* _The task_
Each of the lines from the one that contains "Box every visible blue" to the end of the entries below should be output exactly.

Items from a dataset
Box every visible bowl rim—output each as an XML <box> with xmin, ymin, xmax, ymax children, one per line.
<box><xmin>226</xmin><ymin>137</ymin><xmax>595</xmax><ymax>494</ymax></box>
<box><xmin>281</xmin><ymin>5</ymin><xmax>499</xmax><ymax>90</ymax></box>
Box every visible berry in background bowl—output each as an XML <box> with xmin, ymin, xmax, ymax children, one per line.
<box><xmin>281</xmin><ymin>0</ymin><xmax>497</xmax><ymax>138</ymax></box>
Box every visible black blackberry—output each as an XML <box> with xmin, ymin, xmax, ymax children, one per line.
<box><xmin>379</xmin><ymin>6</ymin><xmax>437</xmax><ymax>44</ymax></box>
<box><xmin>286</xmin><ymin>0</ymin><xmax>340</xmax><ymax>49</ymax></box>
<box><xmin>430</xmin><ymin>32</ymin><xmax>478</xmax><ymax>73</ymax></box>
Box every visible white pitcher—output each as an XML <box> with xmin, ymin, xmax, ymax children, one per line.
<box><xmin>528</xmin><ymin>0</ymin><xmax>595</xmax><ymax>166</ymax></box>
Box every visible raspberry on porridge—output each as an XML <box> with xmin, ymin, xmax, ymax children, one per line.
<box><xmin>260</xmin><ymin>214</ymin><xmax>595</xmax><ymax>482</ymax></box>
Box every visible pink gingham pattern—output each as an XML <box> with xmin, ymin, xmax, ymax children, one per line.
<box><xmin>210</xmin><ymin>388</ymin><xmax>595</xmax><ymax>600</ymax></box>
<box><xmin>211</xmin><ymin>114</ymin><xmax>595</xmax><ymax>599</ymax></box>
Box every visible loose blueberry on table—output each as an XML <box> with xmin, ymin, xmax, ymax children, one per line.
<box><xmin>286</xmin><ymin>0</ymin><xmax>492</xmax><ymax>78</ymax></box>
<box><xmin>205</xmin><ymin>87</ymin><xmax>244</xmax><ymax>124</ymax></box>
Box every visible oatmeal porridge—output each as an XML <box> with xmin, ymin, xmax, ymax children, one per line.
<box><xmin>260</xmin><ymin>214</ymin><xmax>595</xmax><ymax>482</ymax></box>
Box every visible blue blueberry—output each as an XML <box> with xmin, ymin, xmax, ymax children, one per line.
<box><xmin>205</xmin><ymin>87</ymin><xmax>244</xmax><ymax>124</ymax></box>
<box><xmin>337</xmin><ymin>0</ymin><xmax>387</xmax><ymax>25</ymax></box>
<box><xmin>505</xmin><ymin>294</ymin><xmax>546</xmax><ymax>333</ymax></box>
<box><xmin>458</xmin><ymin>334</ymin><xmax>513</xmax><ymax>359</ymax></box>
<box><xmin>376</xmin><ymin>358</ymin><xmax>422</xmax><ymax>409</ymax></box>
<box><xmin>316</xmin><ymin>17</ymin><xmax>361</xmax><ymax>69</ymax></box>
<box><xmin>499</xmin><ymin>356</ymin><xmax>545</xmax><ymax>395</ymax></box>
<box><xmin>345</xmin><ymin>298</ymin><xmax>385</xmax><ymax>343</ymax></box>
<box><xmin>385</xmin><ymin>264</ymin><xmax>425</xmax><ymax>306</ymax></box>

* _Exercise answer_
Box every visible blue blueberry—output each as an XML <box> with xmin, ymin, xmax, ymax children, one per line.
<box><xmin>205</xmin><ymin>87</ymin><xmax>244</xmax><ymax>124</ymax></box>
<box><xmin>337</xmin><ymin>0</ymin><xmax>387</xmax><ymax>25</ymax></box>
<box><xmin>505</xmin><ymin>294</ymin><xmax>546</xmax><ymax>333</ymax></box>
<box><xmin>458</xmin><ymin>334</ymin><xmax>513</xmax><ymax>359</ymax></box>
<box><xmin>376</xmin><ymin>358</ymin><xmax>422</xmax><ymax>409</ymax></box>
<box><xmin>316</xmin><ymin>17</ymin><xmax>361</xmax><ymax>69</ymax></box>
<box><xmin>499</xmin><ymin>356</ymin><xmax>545</xmax><ymax>395</ymax></box>
<box><xmin>345</xmin><ymin>298</ymin><xmax>385</xmax><ymax>343</ymax></box>
<box><xmin>385</xmin><ymin>264</ymin><xmax>425</xmax><ymax>306</ymax></box>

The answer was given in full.